(Coordinate annotation entries)
- - - - -

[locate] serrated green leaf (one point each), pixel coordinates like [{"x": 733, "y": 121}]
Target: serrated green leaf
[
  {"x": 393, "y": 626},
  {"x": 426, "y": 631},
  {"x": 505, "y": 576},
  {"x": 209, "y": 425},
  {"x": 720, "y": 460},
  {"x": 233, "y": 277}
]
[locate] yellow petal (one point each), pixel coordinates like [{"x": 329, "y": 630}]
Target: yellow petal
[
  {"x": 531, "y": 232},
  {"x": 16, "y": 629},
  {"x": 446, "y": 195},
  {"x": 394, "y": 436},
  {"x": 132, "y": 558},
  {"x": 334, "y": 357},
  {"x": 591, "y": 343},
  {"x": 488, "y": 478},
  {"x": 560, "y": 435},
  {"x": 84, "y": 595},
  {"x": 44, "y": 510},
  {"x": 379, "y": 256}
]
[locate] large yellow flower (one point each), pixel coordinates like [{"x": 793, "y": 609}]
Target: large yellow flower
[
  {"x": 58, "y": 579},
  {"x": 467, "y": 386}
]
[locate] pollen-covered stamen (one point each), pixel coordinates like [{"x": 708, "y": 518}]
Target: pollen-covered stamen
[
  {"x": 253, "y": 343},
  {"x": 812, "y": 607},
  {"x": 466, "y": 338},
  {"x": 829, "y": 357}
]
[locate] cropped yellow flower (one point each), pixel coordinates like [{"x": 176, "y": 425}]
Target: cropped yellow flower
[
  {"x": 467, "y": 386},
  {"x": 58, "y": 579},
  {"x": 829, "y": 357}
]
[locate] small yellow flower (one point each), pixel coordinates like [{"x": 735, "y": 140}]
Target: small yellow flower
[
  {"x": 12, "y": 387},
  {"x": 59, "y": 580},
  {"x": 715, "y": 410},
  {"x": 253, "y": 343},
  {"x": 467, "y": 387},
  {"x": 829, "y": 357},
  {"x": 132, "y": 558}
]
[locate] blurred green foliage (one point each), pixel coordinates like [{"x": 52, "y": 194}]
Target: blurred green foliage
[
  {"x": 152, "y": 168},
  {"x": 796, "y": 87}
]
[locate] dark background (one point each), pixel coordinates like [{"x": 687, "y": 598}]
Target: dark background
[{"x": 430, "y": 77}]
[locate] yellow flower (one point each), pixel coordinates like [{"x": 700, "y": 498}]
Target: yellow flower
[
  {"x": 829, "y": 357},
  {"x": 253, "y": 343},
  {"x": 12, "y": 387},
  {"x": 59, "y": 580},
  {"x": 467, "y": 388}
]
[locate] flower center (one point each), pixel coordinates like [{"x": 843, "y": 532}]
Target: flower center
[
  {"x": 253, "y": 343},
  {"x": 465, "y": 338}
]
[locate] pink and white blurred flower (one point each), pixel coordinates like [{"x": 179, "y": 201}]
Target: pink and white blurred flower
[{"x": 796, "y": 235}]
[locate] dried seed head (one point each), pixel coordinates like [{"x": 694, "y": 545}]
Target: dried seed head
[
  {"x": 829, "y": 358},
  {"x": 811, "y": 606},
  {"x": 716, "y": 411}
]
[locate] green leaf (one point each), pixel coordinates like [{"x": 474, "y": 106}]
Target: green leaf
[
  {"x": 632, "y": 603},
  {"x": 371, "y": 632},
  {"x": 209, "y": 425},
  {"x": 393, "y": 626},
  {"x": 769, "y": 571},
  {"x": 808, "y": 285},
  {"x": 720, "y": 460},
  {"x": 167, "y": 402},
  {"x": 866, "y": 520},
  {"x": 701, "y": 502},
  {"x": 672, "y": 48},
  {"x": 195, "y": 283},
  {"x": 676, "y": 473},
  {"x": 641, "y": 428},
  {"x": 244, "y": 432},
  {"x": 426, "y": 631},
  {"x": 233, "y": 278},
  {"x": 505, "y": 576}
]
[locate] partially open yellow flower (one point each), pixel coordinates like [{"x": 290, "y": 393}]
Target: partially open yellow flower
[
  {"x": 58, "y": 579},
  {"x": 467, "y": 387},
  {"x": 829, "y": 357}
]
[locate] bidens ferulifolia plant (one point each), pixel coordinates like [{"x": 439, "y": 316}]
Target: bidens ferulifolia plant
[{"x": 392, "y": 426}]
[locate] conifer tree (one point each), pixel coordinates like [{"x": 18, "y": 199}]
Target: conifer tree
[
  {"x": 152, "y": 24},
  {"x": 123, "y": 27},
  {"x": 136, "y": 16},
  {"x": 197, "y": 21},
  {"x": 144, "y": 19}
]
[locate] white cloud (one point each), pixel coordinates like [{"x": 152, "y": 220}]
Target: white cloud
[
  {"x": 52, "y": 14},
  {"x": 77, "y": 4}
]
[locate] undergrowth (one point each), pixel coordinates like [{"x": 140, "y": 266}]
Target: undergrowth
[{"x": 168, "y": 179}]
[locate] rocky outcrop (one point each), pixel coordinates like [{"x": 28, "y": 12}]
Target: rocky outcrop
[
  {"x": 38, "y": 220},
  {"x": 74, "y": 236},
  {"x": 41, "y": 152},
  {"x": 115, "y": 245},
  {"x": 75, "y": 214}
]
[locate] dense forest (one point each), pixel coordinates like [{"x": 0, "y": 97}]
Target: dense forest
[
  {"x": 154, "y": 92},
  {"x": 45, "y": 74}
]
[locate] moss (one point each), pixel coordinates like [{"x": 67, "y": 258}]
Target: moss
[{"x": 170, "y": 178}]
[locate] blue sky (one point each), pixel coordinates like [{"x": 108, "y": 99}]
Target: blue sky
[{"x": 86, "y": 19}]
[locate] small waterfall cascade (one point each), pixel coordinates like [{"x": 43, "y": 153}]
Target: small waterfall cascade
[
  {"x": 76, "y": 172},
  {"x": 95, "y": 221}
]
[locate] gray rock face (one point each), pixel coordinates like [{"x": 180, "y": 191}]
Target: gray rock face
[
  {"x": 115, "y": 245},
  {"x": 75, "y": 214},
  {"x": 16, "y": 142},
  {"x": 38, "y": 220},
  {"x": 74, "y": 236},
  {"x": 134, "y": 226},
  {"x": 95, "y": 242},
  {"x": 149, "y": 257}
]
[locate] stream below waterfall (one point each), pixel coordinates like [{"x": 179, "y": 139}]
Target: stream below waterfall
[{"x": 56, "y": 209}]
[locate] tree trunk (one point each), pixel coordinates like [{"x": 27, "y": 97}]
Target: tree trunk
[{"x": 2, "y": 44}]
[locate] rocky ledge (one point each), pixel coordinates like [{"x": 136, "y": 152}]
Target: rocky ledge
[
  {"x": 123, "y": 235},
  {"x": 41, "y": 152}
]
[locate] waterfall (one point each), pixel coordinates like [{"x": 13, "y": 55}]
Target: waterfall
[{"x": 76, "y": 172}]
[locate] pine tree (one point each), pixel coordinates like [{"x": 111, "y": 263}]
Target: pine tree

- - - - -

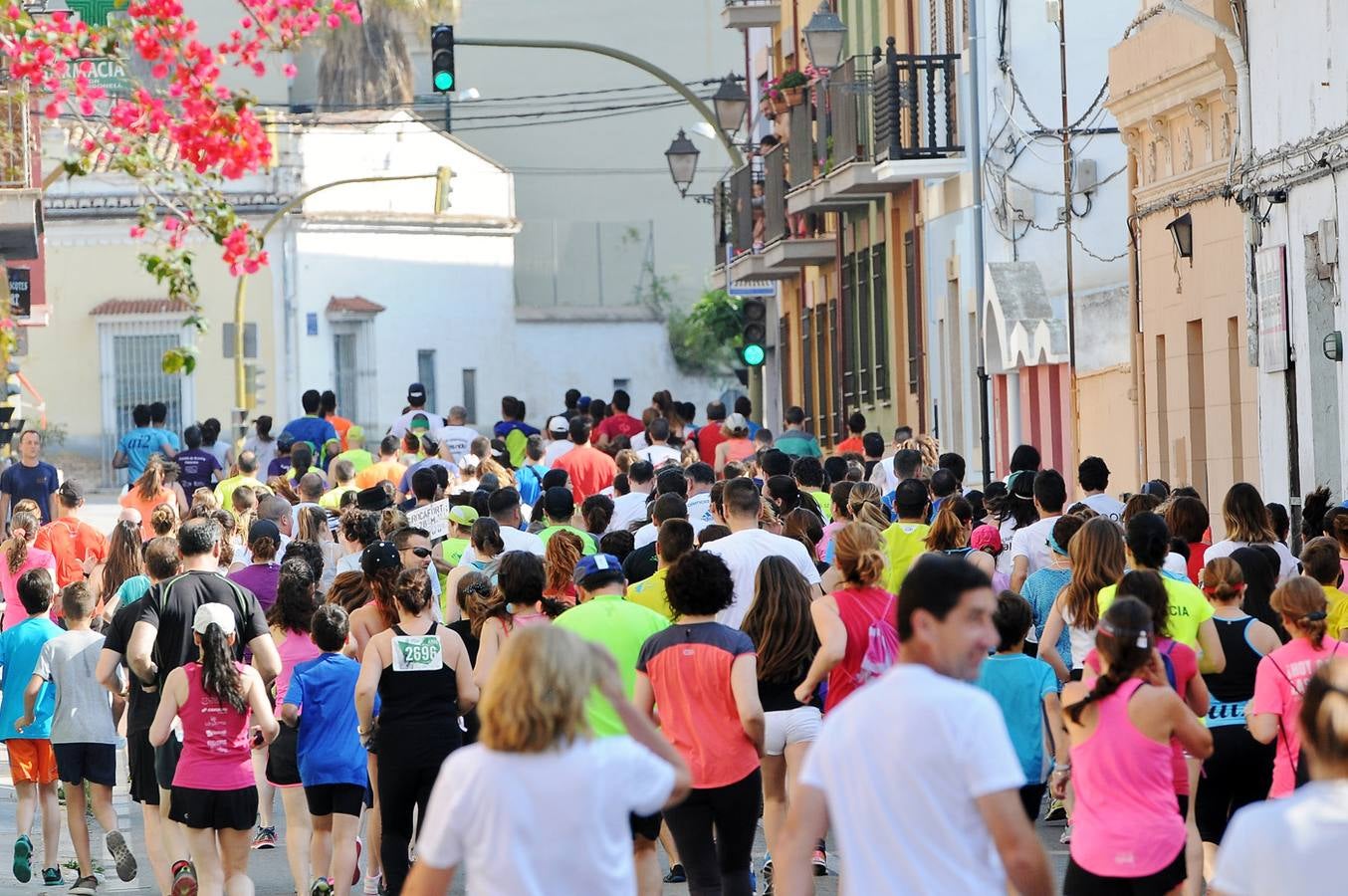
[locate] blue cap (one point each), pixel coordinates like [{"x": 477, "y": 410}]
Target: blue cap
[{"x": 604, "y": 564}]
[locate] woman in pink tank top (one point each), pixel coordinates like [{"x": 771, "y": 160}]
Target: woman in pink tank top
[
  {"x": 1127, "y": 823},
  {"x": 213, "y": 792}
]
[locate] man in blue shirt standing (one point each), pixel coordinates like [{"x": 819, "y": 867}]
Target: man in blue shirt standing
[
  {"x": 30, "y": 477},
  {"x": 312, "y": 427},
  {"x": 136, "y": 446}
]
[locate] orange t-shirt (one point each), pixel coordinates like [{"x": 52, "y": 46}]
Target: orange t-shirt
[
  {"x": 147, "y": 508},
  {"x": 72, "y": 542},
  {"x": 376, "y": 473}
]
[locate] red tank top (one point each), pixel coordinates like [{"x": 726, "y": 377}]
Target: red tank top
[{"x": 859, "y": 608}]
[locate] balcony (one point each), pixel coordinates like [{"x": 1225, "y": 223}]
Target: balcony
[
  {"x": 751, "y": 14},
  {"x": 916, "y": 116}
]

- - - - -

● PROMPT
Pick out every line of the data above that contains the word "woman" and copy each one.

● REPLY
[locate] woman in pink tank top (one point each), pixel coordinates like [{"x": 771, "y": 160}]
Target: woman in pink tank top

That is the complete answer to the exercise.